(Dataset items)
----
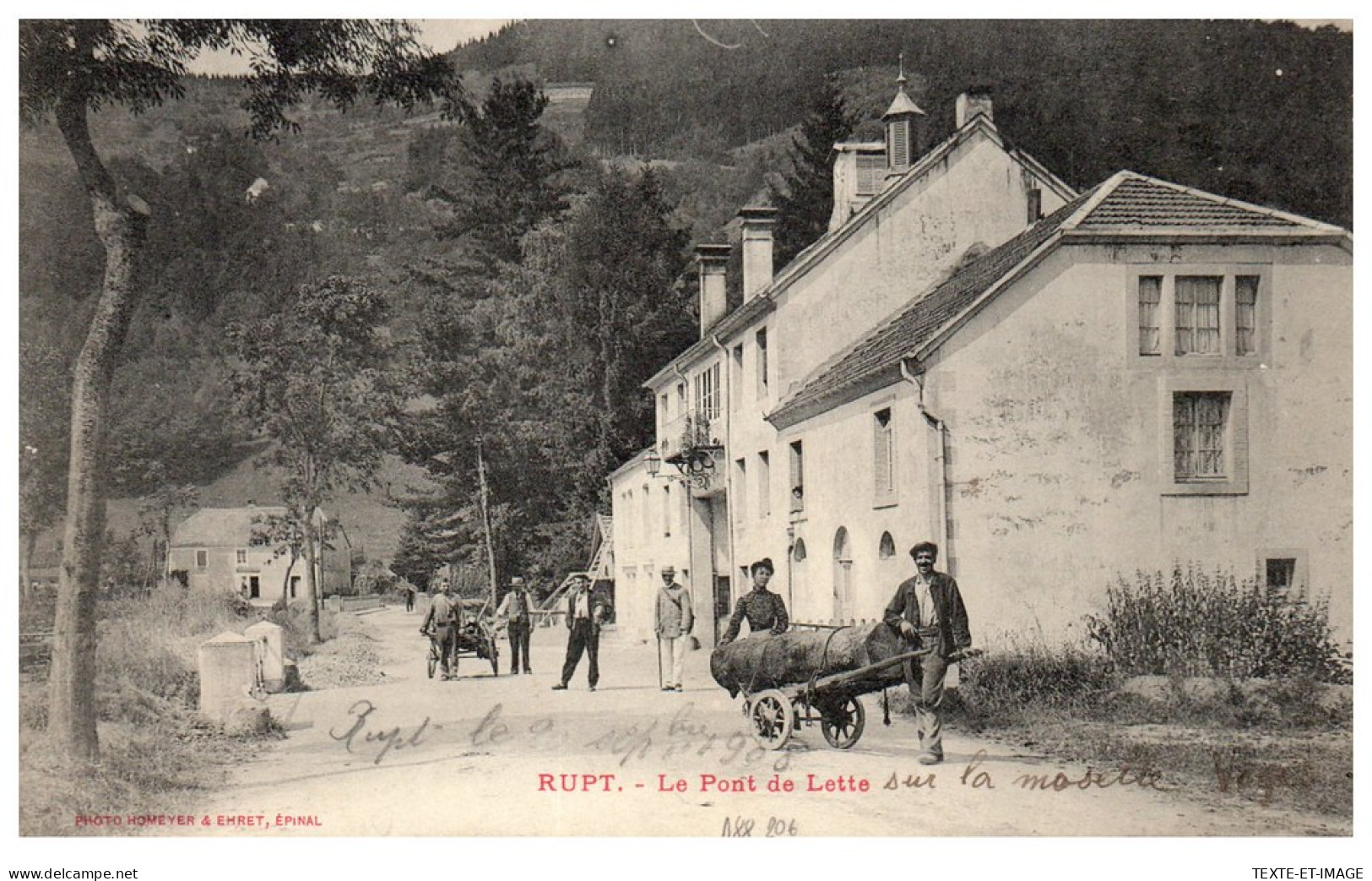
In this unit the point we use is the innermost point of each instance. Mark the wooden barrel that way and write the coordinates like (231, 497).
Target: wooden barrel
(794, 658)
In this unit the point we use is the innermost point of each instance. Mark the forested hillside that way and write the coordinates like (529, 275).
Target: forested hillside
(1251, 110)
(534, 263)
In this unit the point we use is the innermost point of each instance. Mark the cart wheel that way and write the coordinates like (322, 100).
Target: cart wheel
(773, 720)
(843, 722)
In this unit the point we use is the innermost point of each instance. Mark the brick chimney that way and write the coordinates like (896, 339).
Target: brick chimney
(711, 261)
(757, 248)
(973, 102)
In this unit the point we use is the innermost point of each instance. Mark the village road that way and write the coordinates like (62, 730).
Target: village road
(497, 755)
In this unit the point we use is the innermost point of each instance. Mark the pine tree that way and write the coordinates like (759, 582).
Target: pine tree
(805, 199)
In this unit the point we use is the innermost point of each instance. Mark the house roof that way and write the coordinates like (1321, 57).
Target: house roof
(1126, 204)
(816, 253)
(221, 527)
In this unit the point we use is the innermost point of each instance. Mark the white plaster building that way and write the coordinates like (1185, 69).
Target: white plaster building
(1148, 375)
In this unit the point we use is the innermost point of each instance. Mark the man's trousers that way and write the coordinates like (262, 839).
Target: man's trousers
(519, 633)
(583, 637)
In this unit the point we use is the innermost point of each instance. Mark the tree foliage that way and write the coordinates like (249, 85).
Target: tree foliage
(316, 379)
(70, 69)
(805, 198)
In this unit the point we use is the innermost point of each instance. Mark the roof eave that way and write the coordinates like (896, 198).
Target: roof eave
(730, 324)
(790, 415)
(1233, 235)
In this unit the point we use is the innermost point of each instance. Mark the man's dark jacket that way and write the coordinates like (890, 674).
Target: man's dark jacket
(954, 632)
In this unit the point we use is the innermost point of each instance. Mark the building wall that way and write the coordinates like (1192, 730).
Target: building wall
(980, 197)
(977, 198)
(651, 523)
(851, 534)
(223, 570)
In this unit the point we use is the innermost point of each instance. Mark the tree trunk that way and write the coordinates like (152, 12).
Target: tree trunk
(72, 704)
(486, 523)
(26, 544)
(312, 588)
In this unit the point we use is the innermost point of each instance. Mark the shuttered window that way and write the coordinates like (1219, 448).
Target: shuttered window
(882, 445)
(1150, 298)
(1198, 314)
(763, 485)
(1198, 427)
(1245, 314)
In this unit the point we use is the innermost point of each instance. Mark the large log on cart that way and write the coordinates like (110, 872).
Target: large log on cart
(799, 656)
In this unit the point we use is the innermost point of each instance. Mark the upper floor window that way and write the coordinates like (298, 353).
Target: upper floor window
(1245, 314)
(740, 487)
(763, 485)
(1207, 434)
(884, 456)
(1202, 314)
(1198, 314)
(707, 391)
(797, 476)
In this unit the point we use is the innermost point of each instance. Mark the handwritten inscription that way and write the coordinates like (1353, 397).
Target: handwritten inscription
(742, 828)
(383, 740)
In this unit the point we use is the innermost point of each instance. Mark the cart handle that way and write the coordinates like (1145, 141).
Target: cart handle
(862, 672)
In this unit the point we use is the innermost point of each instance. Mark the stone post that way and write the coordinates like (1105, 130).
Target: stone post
(267, 637)
(226, 667)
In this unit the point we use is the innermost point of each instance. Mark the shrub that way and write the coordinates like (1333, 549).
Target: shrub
(1001, 687)
(1201, 625)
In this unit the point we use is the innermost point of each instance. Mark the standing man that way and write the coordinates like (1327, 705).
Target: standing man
(762, 608)
(441, 625)
(515, 614)
(928, 611)
(585, 614)
(674, 622)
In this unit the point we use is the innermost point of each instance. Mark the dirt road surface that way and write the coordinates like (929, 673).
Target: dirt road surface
(507, 755)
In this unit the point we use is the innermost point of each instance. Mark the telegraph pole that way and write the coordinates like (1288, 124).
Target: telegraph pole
(486, 520)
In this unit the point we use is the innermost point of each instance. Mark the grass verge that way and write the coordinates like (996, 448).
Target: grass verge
(158, 755)
(1286, 744)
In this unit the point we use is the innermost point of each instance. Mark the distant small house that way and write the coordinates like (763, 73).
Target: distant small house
(224, 549)
(256, 191)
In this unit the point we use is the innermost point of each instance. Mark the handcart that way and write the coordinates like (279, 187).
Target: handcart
(775, 711)
(475, 639)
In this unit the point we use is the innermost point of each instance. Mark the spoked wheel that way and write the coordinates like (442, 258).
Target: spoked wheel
(843, 722)
(773, 720)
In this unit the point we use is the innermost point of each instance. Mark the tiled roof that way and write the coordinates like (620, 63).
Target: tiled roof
----
▶ _WORK TO DO_:
Leave the pictures out, and transcribe each of the records exactly.

▶ _REPLY_:
In this unit the point we use is the innermost point of each instance. Mark the wooden barrel that way and write the coordinates like (231, 497).
Target: wooden barrel
(794, 658)
In this unit the point we use is the innermost point of each instance. Mark the forested hillside that way and write the coordinates like (529, 275).
Target: forested hillside
(1251, 110)
(534, 263)
In this unit the point we use is the innermost point of each instance. Mark the cart wheel that way and write the coordinates like (322, 100).
Target: cart wheel
(773, 720)
(843, 722)
In this unit the point we use is the innermost point of each instance. Mark the brick chimney that way and write the coordinates like (896, 339).
Target: brick chimney
(711, 261)
(757, 248)
(973, 102)
In this unit the point we use is the innermost point of each instance. Mark the village road that way and write the coordinates like (62, 730).
Target: village road
(497, 755)
In this unit the point we use is the innermost point of each instance. Mark the pine tree that way and write the coordinates like (759, 582).
Target: pine tree
(805, 199)
In this unit the point we use is the innermost point of each instance. Mark the house roof that way and write the coordinates like (1321, 57).
Target: house roof
(1126, 204)
(816, 253)
(221, 527)
In this unit the point we use is the innermost point of each instance. Mark the white plaster building that way and write the coordinates like (1185, 69).
Target: white plaster building
(1148, 375)
In this unit the point we use is the innermost point of each instance. Mark the man's trousers that way and write the coordinates like (262, 839).
Target: man's trousers
(519, 633)
(583, 637)
In this unit the point we use is the innermost point of each instance. Mark the tree foliage that way and write the coordinates like (249, 85).
Target: tree foliage
(316, 379)
(70, 69)
(805, 198)
In this unit the point we use is the innermost point of each instance. Mark the roof eave that way and write the coordinates like (896, 198).
Target: roof eave
(730, 324)
(790, 415)
(1233, 235)
In this unit the point we use is the innermost point of each instance. Mark the man's dark jacket that way and write the coordinates like (890, 674).
Target: man's dark jacket
(954, 632)
In this unit the point we use is the innermost point of each instance. Mark the building wall that way and write the coordinates like (1192, 730).
Target: building wall
(980, 197)
(977, 198)
(651, 523)
(851, 534)
(223, 570)
In this unit the point we use is the innermost point of each instance. Mark the tree trunk that way and write the coordinates like (152, 12).
Target: tree trunk
(72, 704)
(486, 523)
(26, 544)
(312, 588)
In this unit the point we use is the innermost point of each instance. Mark the shuttered window that way and write the coordinates like (1219, 448).
Target: shuttered window
(882, 445)
(1150, 298)
(1198, 314)
(763, 485)
(1198, 427)
(1245, 314)
In this unit the point we use is the innermost point of each instance. Mark the large log on cart that way and write the coordinates like (110, 872).
Target: large log on cart
(799, 656)
In this unit the point we use is the innermost point of each instance. Mark the upper floor window that way and write the coordinates like (298, 353).
Target: upper floor window
(1245, 314)
(740, 487)
(763, 485)
(1207, 434)
(884, 456)
(1202, 314)
(1198, 314)
(707, 391)
(797, 476)
In this unit the point we use is the innermost point of each instance. Mark the handwritten inscription that way and write the coordinates like (1353, 397).
Target: handwritten inscription
(742, 828)
(383, 740)
In this unit the point we use is the innermost point of each instance. Mark the cart handle that way and write the coordinates like (1145, 141).
Target: cart handle
(862, 672)
In this unit the point we use is the innermost point of each instance. Mark the stone post that way and write the coordinates like (1105, 130).
Target: stone post
(267, 637)
(226, 667)
In this unit the point we use is the innermost point of each instance. Mark the shrub that way and write the coordinates like (1333, 549).
Target: shrub
(1001, 687)
(1201, 625)
In this unit the point we use is the innermost point of each instance. Mark the standing man that way and write the coordinates like (1327, 705).
Target: standing man
(762, 608)
(441, 625)
(515, 614)
(928, 611)
(585, 614)
(674, 622)
In this unit the point we use is the innermost point of each instance. Mark the dirt road surface that way and write the coordinates like (929, 673).
Target: dirt road surface
(507, 755)
In this unit the point we use is the innermost point of each instance. Mark the telegraph pole that way and write the coordinates like (1288, 124).
Target: telegraph pole
(486, 520)
In this unit the point we use is the innermost point of each instance. Mark the grass verge that way and write the coordinates like (996, 448).
Target: grass verge
(158, 755)
(1286, 744)
In this unit the point we use is the innermost point of each instance. Mark the distant small house that way and write the coordinates like (763, 73).
Target: distant small house
(224, 549)
(256, 191)
In this unit the point we use is the innermost point of each instance. Mark the handcart that way and write the coordinates like (279, 187).
Target: handcart
(775, 711)
(475, 639)
In this unit the point we use is the innermost point of each instance. Mark the spoked wheel that way and write the coordinates like (442, 258).
Target: spoked wheel
(843, 722)
(773, 720)
In this unit the point we use is the innermost point of each instance. Mark the tiled roof that way and write the coordinates like (620, 63).
Target: tiled roof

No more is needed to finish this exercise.